• _Soal Singkat a_
Kembalikan setiap baris listing di bawah yang memuat string "aircraft", dengan memperhatikan huruf besar dan kecil.

• _Teks yang Diberikan_
************
Dalam hubungan tersebut, pengalaman-pengalaman faktual
berhadapan dengan berbagai nilai, makna dan pengalaman manusiawi itu menjadi
muara bagaimana Gereja harus berbuat mengupayakan perjuangan visi Injil sebagai
sebuah warta sejati mengenai Kerajaan Allah di kancah hidup masyarakat saat
ini. Warta tersebut diharapkan mampu menjadi bentuk penyadaran atau konsientisasi yang berdampak spiritual
baik secara perorangan maupun bersama.
Maka, agar warta Injil sungguh menyentuh dan berdampak
pada segi spiritual orang-orang di zaman sekarang, katekese harus senantiasa
mampu membuat jembatan antara nilai kristianitas dan pengalaman hidup itu.
Untuk itu, ketika orang-orang zaman sekarang telah dipengaruhi dengan gaya
hidup dan berbagai perkembangan teknologi modern, katekese hendaknya juga
memanfaatkan sarana-sarana dan metode-metode modern itu, agar secara efektif mampu
menyapa hidup orang di jaman sekarang.
B. ISI DAN
SUASANA KATEKESE MELALUI MEDIA AUDIO VISUAL
Dalam proses
katekese, ada dua unsur penting yang harus diperhatikan, yaitu isi dan
suasana
1.
Isi katekese
Isi katekese
biasanya memuat pengalaman hidup peserta, Kitab Suci dan Tradisi Gereja. Dalam katekese terjadi dialektika dan proses edukatif serta konsientisasi
menyangkut visi dan pengetahuan iman, yang membawa nilai dan pesan moral bagi
peserta katekese. Melalui
proses ini pengalaman manusia menjadi sebuah pengalaman iman.
Isi katekese
tidak dapat dilepaskan dari pengaruh suasana, baik faktor perkembangan
psikologis peserta katekese dan aspek-aspek eksternalnya, yaitu lingkungan,
sarana, pendekatan dan metodenya.
2.
************
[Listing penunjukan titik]
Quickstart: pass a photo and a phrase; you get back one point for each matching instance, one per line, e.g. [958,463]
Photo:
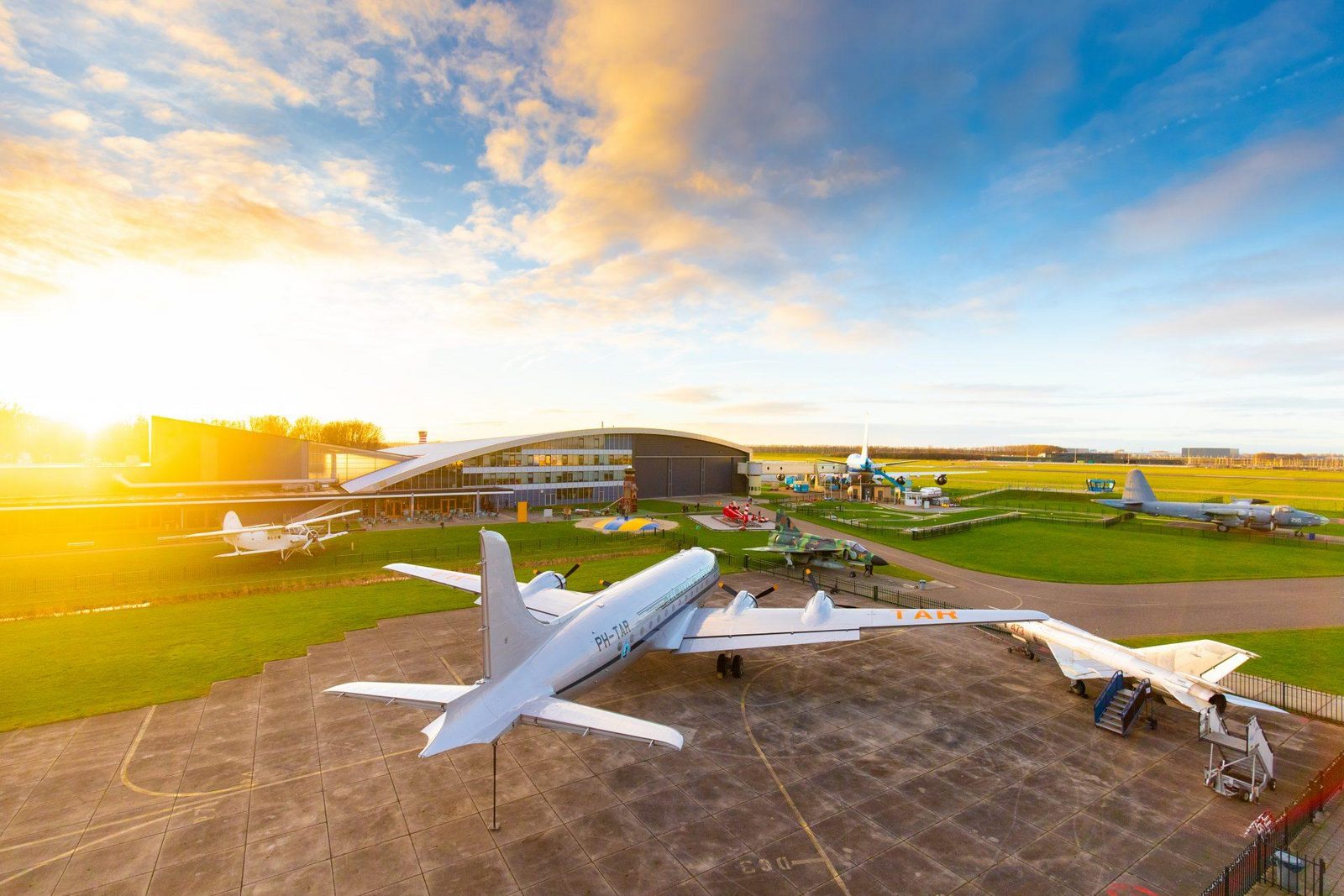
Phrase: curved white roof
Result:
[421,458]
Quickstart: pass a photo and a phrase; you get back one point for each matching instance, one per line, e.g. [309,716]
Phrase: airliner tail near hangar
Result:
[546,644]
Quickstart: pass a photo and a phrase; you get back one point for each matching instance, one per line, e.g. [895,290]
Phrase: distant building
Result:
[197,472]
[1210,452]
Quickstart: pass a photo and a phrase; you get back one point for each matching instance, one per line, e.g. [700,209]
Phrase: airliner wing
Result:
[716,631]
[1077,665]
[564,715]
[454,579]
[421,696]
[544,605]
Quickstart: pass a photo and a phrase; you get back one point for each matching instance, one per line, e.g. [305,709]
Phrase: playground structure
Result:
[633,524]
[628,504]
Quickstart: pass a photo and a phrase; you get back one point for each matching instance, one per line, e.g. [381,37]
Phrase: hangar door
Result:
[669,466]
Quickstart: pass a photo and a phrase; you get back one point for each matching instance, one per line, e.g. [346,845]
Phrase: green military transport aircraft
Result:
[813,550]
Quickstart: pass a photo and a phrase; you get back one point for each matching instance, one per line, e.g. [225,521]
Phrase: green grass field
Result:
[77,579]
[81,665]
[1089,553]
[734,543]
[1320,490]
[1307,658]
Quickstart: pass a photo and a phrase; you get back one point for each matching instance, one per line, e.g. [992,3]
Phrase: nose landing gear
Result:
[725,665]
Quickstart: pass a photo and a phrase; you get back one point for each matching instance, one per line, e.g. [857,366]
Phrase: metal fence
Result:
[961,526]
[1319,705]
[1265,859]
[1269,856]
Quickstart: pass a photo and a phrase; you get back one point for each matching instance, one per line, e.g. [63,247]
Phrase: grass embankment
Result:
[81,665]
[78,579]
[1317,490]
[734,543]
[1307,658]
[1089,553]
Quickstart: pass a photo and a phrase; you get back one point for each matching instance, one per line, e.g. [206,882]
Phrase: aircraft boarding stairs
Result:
************
• _Soal Singkat b_
Tirukan dengan persis bagian teks tentang katekese di atas, mulai dari "Maka, agar warta" dan terus sampai "pengalaman hidup itu.".

• _Hasil Latihan a_
Phrase: green military transport aircraft
Phrase: aircraft boarding stairs

• _Hasil Latihan b_
Maka, agar warta Injil sungguh menyentuh dan berdampak
pada segi spiritual orang-orang di zaman sekarang, katekese harus senantiasa
mampu membuat jembatan antara nilai kristianitas dan pengalaman hidup itu.